» TASK STATEMENT
In the text on international law implications, on what grounds does the 1961 Convention forbid a State to deprive any person or group of persons of their nationality?

» DOCUMENT SECTION
--------------------
International law implications

International law forbids any arbitrary deprivation of nationality. According to the 1961 Convention, no State may deprive ‘any person or group of persons of their nationality on racial, ethnic, religious or political grounds’. However, articles 5–9 of the 1961 Convention prescribe range of principles for withdrawal of nationality, particularly the deprivation of nationality to serve a legitimate purpose. In relation to the deprivation as an external act, the international law impacts the rights and interests of other States. In the context of the UK, such deprivation of citizenship impacts the rights and interests of other States in the context of deportation, refusal and re-admission, prosecution of international crimes and application for protection abroad.  This part of the essay focuses on the external act of deprivation and criticizes how in each case the UK’s decision to deprive nationality is problematic under international law.

This must also be seen in connection with the International Law Commission’s (ILC) Draft Articles on the expulsion of aliens, whereby article 9 prescribes for the ‘deprivation of nationality for the sole purpose of expulsion. A State shall not make its national an alien, by deprivation of nationality, for the sole purpose of expelling him or her.’  In the Commentary, the ILC noted that ‘deprivation of nationality, insofar as it has no other justification than the State’s desire to expel the individual, would be abusive, indeed arbitrary within the meaning of article 15, paragraph 2, of the Universal Declaration of Human Rights.’  However, it is to be noted that the article does not intervene in the operation of any national legislation for the deprivation of nationality.
--------------------
» DATA SECTION
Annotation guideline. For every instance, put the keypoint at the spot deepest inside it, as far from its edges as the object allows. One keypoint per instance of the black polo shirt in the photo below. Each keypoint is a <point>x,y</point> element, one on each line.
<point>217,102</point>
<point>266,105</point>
--------------------
» COMPLETED EXERCISE
Racial, ethnic, religious or political grounds.